What is expected: Show each line of the material below that contains the string "shorts". Treat uppercase and lowercase letters as different.

Material for the task:
□ □ □ □ □

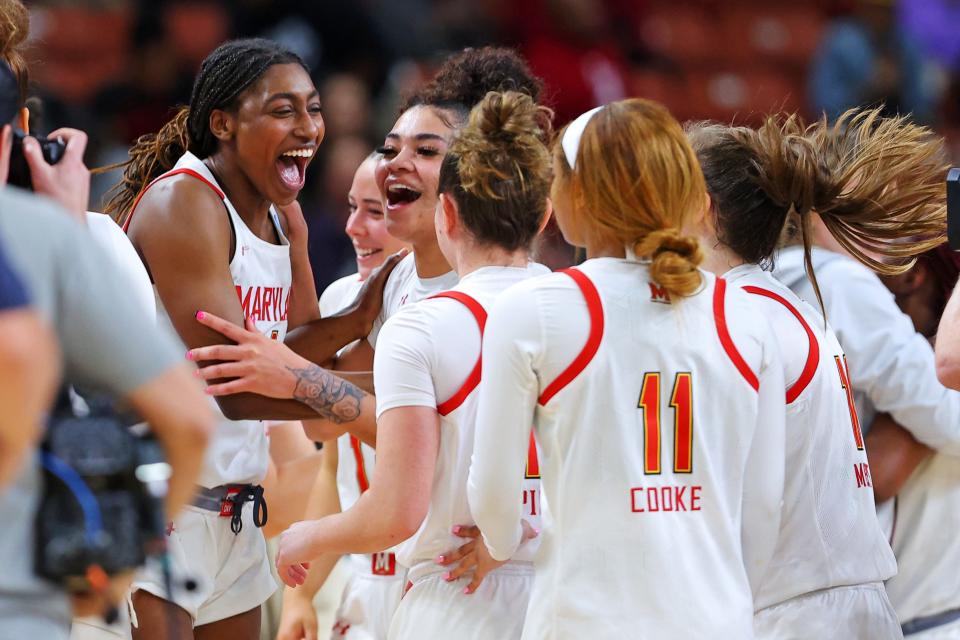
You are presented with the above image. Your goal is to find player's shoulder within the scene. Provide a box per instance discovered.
[386,252,417,287]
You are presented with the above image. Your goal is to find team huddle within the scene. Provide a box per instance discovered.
[67,40,945,640]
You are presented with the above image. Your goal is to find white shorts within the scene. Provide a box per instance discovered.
[388,563,533,640]
[131,502,277,626]
[330,567,407,640]
[904,620,960,640]
[753,582,903,640]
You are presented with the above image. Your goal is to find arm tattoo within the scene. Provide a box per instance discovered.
[287,365,364,424]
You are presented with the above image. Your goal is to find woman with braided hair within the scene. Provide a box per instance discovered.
[687,110,945,639]
[187,47,542,638]
[109,39,390,640]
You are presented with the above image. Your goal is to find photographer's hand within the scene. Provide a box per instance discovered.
[23,129,90,224]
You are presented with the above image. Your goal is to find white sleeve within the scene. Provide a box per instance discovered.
[373,305,437,418]
[821,261,960,455]
[740,332,786,594]
[467,287,543,560]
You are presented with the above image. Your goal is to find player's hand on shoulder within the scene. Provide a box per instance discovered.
[187,311,312,399]
[437,520,540,595]
[337,249,407,335]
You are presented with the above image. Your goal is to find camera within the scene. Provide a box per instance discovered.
[35,388,169,593]
[7,129,67,191]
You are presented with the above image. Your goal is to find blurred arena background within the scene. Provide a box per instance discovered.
[18,0,960,290]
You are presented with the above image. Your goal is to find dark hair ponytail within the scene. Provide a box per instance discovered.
[103,38,306,224]
[400,47,543,127]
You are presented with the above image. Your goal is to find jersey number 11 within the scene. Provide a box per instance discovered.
[637,371,693,475]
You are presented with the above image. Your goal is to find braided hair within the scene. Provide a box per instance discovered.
[104,38,307,224]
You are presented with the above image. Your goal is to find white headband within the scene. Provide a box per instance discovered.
[560,105,606,169]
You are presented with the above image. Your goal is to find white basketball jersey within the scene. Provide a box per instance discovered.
[367,253,460,348]
[724,265,897,610]
[129,152,292,488]
[469,258,784,640]
[320,273,403,578]
[374,263,549,580]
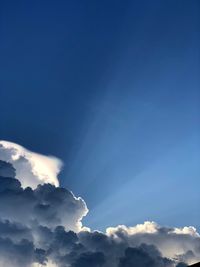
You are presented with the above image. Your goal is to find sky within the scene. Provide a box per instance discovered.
[0,0,200,237]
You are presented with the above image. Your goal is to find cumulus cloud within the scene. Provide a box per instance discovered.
[0,141,200,267]
[0,141,62,188]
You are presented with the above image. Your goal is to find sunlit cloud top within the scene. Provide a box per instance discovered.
[0,141,62,188]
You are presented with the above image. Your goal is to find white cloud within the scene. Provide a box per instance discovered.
[106,221,200,264]
[0,141,62,188]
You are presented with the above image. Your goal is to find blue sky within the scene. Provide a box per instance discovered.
[0,0,200,229]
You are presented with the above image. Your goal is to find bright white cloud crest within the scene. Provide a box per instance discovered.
[0,141,200,267]
[0,141,62,188]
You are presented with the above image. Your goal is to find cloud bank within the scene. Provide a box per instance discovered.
[0,141,62,188]
[0,142,200,267]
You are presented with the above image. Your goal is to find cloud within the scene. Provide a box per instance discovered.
[0,141,62,188]
[0,141,200,267]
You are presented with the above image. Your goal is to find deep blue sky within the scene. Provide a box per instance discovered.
[0,0,200,229]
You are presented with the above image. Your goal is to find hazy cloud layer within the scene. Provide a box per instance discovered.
[0,143,200,267]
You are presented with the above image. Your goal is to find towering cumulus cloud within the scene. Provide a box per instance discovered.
[0,141,62,188]
[0,141,200,267]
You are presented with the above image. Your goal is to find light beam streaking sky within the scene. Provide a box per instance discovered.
[0,0,200,232]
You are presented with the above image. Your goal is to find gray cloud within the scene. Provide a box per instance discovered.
[0,157,200,267]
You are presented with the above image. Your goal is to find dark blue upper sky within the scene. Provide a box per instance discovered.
[0,0,200,229]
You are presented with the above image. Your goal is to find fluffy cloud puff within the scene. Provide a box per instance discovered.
[0,141,200,267]
[0,141,62,188]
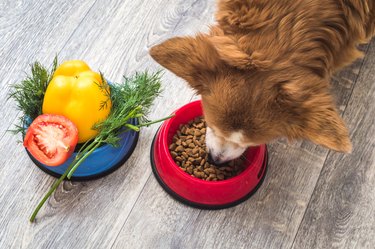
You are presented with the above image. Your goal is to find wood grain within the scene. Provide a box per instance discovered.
[0,0,375,249]
[293,41,375,248]
[0,0,95,137]
[0,1,211,248]
[114,24,367,248]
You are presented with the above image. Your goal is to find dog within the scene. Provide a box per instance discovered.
[150,0,375,164]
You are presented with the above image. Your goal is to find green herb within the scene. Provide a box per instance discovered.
[10,58,171,222]
[8,57,57,135]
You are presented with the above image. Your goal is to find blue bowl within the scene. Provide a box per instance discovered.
[26,119,139,181]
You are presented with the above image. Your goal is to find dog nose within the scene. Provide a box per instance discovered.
[207,153,215,164]
[207,153,226,166]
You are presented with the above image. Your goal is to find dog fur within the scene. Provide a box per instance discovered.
[150,0,375,162]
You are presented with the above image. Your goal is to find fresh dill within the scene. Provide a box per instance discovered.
[10,58,170,222]
[8,57,57,135]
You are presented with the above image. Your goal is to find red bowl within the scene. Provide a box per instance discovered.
[151,100,267,209]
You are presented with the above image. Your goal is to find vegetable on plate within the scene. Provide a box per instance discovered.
[9,58,171,222]
[23,114,78,166]
[42,60,112,143]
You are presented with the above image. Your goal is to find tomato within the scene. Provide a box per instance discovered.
[23,114,78,166]
[42,60,112,143]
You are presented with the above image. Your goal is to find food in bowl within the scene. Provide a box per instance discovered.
[169,116,246,181]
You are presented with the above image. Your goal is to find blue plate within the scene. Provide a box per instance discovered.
[26,119,139,181]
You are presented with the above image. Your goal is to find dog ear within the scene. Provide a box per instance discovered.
[150,34,220,93]
[282,75,352,153]
[208,35,271,70]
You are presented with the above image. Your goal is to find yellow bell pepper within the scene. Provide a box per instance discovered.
[42,60,112,143]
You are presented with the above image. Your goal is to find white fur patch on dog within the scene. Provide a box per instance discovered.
[228,131,244,144]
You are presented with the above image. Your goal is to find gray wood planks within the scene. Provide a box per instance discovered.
[0,1,211,248]
[293,40,375,248]
[0,0,375,248]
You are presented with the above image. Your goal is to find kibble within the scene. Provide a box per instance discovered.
[169,117,245,181]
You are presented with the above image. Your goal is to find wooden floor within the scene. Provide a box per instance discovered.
[0,0,375,249]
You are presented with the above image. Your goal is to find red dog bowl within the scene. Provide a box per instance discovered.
[151,101,267,209]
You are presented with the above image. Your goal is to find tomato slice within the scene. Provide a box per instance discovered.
[23,114,78,166]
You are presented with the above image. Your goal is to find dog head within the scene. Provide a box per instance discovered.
[150,34,351,163]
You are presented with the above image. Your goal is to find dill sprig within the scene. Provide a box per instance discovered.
[30,71,170,222]
[8,57,57,136]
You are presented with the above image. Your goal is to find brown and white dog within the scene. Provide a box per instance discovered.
[150,0,375,163]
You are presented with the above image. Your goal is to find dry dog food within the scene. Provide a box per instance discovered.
[169,117,245,181]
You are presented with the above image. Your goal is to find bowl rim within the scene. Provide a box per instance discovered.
[156,100,266,185]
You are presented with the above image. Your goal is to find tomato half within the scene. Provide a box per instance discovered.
[23,114,78,166]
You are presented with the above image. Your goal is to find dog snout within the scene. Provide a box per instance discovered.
[207,153,227,166]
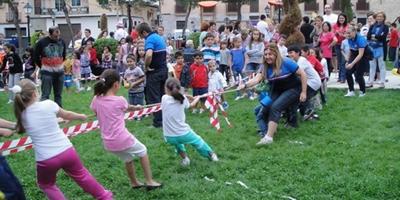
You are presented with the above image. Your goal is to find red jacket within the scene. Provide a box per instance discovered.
[189,63,208,88]
[307,55,325,79]
[389,28,399,48]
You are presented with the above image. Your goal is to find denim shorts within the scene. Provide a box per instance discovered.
[193,88,208,103]
[128,92,144,105]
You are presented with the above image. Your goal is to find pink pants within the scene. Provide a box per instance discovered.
[36,147,113,200]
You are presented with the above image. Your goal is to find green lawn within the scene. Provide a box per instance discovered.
[0,90,400,200]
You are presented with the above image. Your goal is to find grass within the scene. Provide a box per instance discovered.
[0,90,400,199]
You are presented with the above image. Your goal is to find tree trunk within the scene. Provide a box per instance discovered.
[182,1,192,38]
[63,3,75,49]
[8,1,24,55]
[126,3,133,35]
[236,1,242,22]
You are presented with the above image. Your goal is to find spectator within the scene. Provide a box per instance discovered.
[34,26,66,107]
[136,23,168,128]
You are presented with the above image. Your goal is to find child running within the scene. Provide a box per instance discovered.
[90,69,162,190]
[14,79,113,200]
[161,78,218,166]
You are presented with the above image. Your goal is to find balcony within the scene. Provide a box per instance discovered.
[5,12,22,22]
[356,0,369,11]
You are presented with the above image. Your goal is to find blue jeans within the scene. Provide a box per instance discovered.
[40,70,64,107]
[165,131,213,158]
[128,92,144,105]
[0,156,26,200]
[335,45,346,81]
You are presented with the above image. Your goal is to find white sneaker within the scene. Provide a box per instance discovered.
[344,91,356,97]
[181,157,190,167]
[210,153,219,162]
[256,135,274,145]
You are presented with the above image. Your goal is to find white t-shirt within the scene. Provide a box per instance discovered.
[323,13,338,27]
[22,100,72,161]
[161,95,192,137]
[297,56,321,91]
[208,70,228,92]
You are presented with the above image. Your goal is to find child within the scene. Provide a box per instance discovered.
[218,40,231,83]
[136,43,146,71]
[246,29,264,100]
[190,51,208,114]
[0,119,26,200]
[22,47,35,82]
[14,79,112,200]
[64,55,73,94]
[80,46,92,91]
[101,46,112,70]
[124,54,145,108]
[72,51,83,92]
[173,51,185,80]
[208,60,229,109]
[90,69,162,190]
[201,33,221,65]
[2,44,23,104]
[161,78,218,166]
[278,34,288,58]
[231,37,246,101]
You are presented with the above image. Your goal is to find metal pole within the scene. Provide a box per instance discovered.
[26,15,31,46]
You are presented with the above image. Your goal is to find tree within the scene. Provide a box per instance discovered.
[3,0,24,55]
[176,0,199,37]
[222,0,251,21]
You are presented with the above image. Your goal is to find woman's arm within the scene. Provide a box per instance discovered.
[296,68,307,102]
[57,108,87,121]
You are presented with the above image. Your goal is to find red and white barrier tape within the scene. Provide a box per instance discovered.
[0,104,161,156]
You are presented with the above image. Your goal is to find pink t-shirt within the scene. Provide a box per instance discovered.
[319,32,335,58]
[90,96,135,151]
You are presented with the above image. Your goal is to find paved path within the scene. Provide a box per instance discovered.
[328,71,400,89]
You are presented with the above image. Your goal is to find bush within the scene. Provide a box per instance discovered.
[94,38,118,61]
[188,32,200,49]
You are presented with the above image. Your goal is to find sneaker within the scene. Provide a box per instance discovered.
[256,135,274,146]
[344,91,356,97]
[222,101,229,110]
[181,157,190,167]
[210,153,219,162]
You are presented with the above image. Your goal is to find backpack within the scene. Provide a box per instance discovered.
[179,63,192,88]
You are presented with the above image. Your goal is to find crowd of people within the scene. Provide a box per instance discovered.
[0,5,399,199]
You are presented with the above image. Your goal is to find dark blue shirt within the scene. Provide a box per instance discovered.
[144,32,167,71]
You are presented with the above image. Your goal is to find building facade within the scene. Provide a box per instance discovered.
[160,0,400,34]
[0,0,158,46]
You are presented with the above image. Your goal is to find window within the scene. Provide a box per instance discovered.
[71,0,81,6]
[203,7,215,13]
[55,0,65,11]
[226,2,238,13]
[176,21,185,29]
[175,4,186,13]
[250,0,259,13]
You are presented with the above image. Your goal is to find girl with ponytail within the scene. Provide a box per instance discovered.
[13,79,112,200]
[90,69,162,190]
[161,78,218,166]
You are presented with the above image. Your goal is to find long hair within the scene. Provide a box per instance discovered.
[94,69,120,96]
[165,77,185,104]
[14,79,37,133]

□ □ □ □ □

Output for this exercise:
You are presented with the above image. Your goal is to find white shorts within the scene. Provide a box per instance discovered.
You are presented with the above image. Your goal is to find denim shorts within the scene. Provide a box per instance discovered.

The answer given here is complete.